▶ **DATA TO USE**
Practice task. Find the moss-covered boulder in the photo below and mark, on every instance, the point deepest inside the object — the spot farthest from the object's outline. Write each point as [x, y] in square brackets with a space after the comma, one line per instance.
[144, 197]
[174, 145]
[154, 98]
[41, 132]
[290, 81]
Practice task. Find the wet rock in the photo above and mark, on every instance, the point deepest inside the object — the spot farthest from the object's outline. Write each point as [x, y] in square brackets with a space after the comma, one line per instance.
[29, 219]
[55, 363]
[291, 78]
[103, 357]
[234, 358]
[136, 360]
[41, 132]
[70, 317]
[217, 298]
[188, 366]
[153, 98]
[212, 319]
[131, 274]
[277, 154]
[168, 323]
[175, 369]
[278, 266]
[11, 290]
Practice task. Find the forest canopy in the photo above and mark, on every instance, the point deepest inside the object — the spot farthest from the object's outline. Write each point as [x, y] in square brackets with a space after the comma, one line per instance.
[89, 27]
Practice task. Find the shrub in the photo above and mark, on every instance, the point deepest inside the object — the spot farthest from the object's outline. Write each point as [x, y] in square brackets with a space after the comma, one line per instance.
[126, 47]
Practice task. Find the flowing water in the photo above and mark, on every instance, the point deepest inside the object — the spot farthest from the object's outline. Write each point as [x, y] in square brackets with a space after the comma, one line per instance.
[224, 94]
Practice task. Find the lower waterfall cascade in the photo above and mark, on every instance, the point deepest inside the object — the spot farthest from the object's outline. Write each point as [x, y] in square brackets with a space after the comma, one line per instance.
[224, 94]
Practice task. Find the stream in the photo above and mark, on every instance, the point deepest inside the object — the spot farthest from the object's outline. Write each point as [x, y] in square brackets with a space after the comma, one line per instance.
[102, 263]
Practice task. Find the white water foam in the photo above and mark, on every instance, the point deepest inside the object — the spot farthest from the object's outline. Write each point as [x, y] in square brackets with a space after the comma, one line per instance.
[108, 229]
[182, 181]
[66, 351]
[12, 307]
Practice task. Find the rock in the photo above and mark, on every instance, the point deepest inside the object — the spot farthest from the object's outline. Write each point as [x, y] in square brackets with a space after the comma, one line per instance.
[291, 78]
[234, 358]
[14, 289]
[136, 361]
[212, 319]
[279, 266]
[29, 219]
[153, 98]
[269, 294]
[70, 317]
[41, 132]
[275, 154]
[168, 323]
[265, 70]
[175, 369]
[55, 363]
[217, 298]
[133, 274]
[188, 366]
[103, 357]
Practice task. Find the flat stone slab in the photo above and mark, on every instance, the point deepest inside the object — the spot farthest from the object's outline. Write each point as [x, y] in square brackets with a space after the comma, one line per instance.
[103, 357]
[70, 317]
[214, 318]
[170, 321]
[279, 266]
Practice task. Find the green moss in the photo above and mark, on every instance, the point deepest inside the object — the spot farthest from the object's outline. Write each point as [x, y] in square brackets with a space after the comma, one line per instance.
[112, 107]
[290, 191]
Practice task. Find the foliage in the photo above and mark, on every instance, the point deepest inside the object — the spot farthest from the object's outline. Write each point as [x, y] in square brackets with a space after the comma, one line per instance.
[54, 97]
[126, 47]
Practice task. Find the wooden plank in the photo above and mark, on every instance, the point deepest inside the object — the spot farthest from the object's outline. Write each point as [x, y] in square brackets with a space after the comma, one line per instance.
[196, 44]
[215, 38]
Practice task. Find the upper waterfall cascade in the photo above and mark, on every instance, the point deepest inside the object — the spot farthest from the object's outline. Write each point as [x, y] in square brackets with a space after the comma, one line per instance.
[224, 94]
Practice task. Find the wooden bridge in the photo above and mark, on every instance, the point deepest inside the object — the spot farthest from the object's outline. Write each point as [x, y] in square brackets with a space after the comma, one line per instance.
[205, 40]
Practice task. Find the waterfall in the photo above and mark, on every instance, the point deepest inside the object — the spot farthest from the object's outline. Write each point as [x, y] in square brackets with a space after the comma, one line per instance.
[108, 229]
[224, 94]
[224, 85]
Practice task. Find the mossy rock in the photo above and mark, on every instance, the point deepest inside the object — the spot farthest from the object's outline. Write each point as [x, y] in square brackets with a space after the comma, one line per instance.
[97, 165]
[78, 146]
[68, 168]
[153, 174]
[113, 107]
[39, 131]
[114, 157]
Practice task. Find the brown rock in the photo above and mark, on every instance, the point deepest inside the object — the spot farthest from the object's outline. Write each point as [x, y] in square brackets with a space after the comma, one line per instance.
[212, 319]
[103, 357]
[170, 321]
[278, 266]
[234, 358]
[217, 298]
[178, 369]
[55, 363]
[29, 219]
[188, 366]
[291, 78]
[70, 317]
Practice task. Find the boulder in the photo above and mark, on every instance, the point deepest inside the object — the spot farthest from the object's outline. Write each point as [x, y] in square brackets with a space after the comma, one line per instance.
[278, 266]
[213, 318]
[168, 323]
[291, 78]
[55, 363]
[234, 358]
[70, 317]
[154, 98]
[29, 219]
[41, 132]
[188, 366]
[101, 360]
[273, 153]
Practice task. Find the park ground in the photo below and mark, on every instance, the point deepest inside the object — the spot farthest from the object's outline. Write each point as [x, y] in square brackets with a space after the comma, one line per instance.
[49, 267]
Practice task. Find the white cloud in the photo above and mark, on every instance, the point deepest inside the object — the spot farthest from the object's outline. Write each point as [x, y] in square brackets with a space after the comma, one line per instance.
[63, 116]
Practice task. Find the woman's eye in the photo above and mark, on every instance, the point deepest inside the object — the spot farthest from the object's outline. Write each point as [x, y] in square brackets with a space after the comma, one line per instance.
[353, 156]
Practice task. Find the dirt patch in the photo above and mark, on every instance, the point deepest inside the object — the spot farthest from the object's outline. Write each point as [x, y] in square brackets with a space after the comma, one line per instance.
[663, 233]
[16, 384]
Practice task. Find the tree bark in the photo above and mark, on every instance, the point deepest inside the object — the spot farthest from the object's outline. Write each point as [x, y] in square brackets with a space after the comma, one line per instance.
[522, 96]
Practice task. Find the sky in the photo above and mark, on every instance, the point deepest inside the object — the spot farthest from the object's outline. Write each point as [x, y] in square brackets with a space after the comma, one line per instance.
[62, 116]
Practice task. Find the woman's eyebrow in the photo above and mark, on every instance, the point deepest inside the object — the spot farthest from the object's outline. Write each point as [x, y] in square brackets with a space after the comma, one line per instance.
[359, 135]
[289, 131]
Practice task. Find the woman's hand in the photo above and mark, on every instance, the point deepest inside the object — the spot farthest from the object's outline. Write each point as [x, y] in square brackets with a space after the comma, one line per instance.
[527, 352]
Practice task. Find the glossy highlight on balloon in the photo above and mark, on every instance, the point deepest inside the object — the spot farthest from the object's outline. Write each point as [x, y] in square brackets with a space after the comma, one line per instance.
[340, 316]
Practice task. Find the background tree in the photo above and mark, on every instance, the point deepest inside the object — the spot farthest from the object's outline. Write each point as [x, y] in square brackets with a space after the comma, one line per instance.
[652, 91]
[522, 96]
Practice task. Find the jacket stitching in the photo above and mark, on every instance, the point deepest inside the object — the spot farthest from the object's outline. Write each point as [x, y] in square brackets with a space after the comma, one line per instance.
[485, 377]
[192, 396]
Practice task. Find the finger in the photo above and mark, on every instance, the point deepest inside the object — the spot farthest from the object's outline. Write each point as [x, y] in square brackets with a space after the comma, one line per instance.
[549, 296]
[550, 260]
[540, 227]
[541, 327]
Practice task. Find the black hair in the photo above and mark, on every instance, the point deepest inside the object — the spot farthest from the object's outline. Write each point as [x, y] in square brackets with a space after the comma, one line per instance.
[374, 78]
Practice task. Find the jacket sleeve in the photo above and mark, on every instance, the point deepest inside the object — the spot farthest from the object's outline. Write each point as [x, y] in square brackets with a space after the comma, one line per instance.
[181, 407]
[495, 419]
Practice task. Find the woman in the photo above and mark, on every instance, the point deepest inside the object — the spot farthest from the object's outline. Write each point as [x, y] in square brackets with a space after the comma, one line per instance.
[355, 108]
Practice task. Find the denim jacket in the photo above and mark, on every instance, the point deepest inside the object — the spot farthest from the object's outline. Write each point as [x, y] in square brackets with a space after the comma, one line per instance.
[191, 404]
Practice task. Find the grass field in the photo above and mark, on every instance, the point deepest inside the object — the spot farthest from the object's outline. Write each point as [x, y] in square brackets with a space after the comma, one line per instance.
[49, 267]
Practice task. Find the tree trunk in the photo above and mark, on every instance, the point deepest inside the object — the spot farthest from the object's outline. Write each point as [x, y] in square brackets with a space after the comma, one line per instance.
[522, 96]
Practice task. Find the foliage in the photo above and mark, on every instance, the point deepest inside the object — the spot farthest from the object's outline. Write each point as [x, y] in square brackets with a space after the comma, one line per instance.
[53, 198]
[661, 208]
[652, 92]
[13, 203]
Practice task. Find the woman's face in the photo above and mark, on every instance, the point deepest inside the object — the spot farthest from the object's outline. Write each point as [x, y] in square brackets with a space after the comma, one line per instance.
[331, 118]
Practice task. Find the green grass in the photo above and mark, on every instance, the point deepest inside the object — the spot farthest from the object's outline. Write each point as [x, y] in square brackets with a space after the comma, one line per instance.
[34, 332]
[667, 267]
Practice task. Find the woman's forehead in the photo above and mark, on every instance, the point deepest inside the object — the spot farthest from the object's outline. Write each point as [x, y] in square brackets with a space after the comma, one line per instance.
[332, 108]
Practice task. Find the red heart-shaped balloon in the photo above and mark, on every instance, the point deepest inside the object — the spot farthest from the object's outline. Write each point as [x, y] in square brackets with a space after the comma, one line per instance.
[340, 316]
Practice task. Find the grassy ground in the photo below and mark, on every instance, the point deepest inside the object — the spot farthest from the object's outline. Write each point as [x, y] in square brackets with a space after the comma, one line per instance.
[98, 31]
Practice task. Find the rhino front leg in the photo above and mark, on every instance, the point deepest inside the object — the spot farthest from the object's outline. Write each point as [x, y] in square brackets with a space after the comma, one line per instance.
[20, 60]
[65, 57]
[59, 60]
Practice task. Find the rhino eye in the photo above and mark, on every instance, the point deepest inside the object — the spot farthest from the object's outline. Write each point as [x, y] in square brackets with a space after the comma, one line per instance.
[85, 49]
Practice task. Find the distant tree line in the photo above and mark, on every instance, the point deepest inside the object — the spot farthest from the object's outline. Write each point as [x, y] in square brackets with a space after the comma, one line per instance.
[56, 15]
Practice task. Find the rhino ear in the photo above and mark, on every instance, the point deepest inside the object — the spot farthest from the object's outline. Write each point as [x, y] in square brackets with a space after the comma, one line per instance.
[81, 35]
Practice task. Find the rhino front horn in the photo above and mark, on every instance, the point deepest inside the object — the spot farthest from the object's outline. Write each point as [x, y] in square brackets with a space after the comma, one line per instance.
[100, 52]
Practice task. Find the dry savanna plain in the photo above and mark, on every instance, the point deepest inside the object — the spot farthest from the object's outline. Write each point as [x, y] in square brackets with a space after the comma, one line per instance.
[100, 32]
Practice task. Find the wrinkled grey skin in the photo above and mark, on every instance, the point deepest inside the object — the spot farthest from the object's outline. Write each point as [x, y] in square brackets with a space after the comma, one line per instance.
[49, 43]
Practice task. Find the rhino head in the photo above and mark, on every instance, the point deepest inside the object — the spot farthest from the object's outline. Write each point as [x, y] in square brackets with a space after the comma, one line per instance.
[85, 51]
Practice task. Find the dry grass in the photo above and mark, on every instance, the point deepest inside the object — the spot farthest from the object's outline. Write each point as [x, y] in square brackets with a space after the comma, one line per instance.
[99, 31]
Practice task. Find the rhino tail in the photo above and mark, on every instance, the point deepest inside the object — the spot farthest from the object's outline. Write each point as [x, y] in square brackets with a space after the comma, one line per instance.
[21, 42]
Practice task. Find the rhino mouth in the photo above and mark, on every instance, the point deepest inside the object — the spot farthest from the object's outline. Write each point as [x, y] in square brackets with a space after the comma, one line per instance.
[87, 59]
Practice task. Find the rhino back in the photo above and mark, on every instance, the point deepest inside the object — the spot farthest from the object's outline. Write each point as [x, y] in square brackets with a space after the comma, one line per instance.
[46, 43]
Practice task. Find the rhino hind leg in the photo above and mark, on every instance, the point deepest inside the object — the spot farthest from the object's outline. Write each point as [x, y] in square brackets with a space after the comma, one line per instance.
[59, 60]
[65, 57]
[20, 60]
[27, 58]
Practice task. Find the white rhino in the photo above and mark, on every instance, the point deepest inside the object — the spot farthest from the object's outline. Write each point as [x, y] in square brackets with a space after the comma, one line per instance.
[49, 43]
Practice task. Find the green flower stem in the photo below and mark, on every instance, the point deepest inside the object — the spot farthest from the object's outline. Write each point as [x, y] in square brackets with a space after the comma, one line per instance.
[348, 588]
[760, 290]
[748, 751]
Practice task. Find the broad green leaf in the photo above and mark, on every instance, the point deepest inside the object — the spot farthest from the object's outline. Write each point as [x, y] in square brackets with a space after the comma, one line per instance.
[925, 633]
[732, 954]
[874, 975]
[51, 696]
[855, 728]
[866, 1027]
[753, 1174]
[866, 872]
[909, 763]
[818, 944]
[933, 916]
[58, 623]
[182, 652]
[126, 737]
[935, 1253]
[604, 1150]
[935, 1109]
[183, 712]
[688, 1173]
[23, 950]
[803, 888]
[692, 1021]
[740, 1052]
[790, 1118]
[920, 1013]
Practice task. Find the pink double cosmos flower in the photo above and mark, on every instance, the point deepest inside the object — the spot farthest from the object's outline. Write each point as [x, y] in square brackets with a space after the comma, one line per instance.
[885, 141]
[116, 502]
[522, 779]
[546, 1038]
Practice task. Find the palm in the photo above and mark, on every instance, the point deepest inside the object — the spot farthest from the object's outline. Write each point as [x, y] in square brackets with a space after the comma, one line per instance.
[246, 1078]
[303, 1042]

▶ **THE TASK**
Begin with the line containing "Practice task. Find the green flower" and repeat each line exactly until the records above end.

▶ **SOLUTION**
Practice task. Find the green flower stem in the photo below and mark, on every instance, the point deepest inside the object — the spot farthest from the object's outline. Write each point as [x, y] in square brackets with a space after the comma, one line per instance.
[348, 588]
[760, 290]
[748, 751]
Practice task. Find the broad green leaf in the photo above and mark, on every instance, the point deepest inside the object — the spot farthest from the object's outline. Write each point as [x, y] in square brackets with a space after the comma, one line per instance.
[925, 633]
[732, 954]
[874, 975]
[51, 696]
[855, 728]
[866, 1027]
[753, 1174]
[866, 872]
[909, 763]
[818, 944]
[933, 916]
[58, 623]
[182, 652]
[126, 737]
[935, 1253]
[604, 1150]
[935, 1109]
[183, 712]
[688, 1173]
[23, 950]
[803, 888]
[692, 1021]
[740, 1052]
[790, 1118]
[920, 1013]
Practice task. Find the pink double cosmos flower in the photo above and mark, on every instance, the point deepest inside the object — the spot farthest from the object's outline. Write each point as [x, y] in square brackets with a space after the comma, one line per instance.
[885, 141]
[116, 502]
[522, 779]
[546, 1038]
Practice task. Find the palm in the photo above and mark, on every instance, the point deepest inside the object — the spot farthest from the object's outline. Write each point as [x, y] in square brackets with a space after the comma, one line per instance.
[246, 1078]
[303, 1042]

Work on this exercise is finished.